### About this exercise
Scan the material for the word "positive" and copy each line where it occurs.

++++++++

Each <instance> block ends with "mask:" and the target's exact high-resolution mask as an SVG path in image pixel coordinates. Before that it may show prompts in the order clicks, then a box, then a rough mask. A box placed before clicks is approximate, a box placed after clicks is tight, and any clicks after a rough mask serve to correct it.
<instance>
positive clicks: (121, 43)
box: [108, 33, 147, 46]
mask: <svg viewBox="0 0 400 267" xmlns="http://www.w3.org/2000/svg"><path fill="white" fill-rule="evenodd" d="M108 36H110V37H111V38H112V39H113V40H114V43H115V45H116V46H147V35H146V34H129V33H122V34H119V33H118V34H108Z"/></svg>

++++++++

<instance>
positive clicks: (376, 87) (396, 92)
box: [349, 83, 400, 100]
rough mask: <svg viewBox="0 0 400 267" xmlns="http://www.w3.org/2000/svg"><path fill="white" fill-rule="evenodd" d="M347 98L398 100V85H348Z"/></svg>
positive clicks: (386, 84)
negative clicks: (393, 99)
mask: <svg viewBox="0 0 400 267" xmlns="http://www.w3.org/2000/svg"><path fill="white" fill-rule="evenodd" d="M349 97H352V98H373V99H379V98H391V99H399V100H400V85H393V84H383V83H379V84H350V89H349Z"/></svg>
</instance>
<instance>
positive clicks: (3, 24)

++++++++

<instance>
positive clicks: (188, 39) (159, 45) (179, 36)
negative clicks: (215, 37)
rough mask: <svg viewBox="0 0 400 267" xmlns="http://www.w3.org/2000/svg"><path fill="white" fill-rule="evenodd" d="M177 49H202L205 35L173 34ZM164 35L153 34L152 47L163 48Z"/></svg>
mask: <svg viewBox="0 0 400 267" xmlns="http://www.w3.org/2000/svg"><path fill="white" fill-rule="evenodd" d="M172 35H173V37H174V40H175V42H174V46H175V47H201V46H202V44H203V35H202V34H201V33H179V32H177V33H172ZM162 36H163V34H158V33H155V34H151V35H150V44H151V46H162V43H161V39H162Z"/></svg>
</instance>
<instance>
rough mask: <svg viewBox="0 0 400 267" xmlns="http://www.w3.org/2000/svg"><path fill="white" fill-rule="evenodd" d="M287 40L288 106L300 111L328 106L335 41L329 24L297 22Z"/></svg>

++++++++

### Answer to the exercise
positive clicks: (121, 43)
positive clicks: (376, 87) (396, 92)
positive clicks: (386, 84)
positive clicks: (3, 24)
positive clicks: (188, 39) (159, 45) (179, 36)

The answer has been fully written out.